_Action item_
When a line in the listing contains the string "landing", pick it out and copy it.

---------- Source data ----------

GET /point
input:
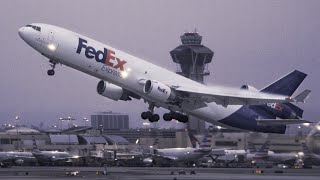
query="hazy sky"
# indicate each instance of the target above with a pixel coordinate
(255, 42)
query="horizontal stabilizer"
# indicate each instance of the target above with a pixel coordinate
(287, 84)
(269, 122)
(302, 96)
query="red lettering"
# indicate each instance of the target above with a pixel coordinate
(109, 57)
(120, 64)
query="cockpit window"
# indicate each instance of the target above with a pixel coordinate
(37, 28)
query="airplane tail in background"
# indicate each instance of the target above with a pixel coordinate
(206, 141)
(286, 85)
(306, 151)
(35, 147)
(251, 147)
(265, 147)
(194, 141)
(204, 144)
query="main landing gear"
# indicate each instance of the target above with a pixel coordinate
(53, 65)
(150, 114)
(152, 117)
(177, 116)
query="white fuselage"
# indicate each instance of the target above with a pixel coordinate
(182, 154)
(121, 69)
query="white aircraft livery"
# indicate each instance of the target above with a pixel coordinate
(124, 77)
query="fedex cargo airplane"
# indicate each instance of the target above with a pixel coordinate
(124, 77)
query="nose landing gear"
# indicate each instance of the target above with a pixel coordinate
(51, 72)
(173, 115)
(150, 114)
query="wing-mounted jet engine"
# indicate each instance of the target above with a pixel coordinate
(249, 88)
(158, 91)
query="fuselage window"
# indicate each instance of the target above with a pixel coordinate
(37, 28)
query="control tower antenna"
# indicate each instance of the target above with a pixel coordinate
(193, 59)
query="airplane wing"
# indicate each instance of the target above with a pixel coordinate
(166, 158)
(227, 96)
(269, 122)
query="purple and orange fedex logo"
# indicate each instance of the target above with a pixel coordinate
(107, 57)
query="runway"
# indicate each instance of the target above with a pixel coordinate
(150, 173)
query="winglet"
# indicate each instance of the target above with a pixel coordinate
(302, 96)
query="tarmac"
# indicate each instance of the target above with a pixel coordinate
(156, 173)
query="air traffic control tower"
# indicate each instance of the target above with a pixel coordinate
(193, 59)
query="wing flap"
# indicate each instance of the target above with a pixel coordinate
(228, 96)
(269, 122)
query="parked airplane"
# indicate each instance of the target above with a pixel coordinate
(309, 158)
(188, 155)
(16, 158)
(265, 155)
(51, 157)
(124, 77)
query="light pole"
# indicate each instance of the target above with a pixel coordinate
(18, 141)
(69, 119)
(85, 121)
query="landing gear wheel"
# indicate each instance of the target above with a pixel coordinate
(50, 72)
(144, 115)
(154, 118)
(167, 117)
(183, 119)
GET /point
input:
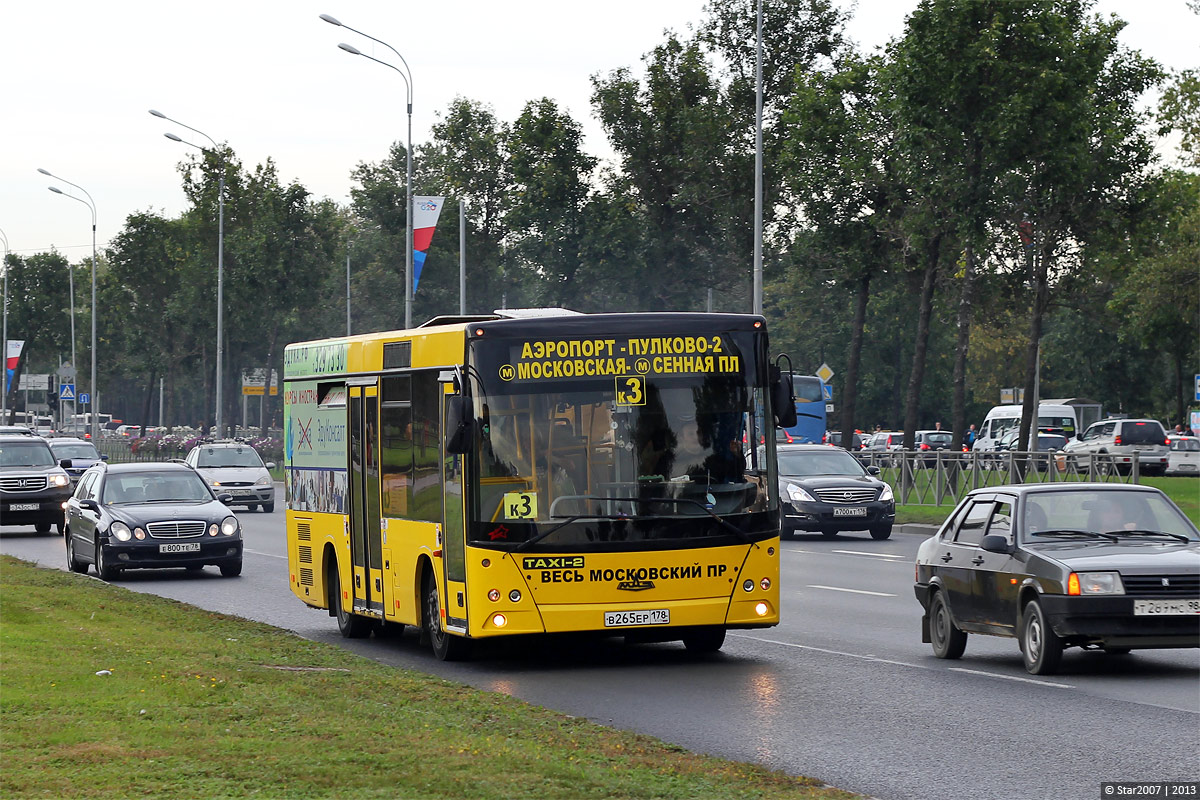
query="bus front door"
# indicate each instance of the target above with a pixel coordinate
(366, 547)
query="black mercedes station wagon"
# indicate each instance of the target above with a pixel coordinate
(150, 515)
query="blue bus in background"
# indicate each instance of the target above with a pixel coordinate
(810, 415)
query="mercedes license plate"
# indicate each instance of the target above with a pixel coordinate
(624, 619)
(1165, 607)
(180, 547)
(850, 511)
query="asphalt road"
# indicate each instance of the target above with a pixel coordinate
(843, 690)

----------

_Output of the exercise_
query="main landing gear"
query="nose landing gear"
query="landing gear wheel"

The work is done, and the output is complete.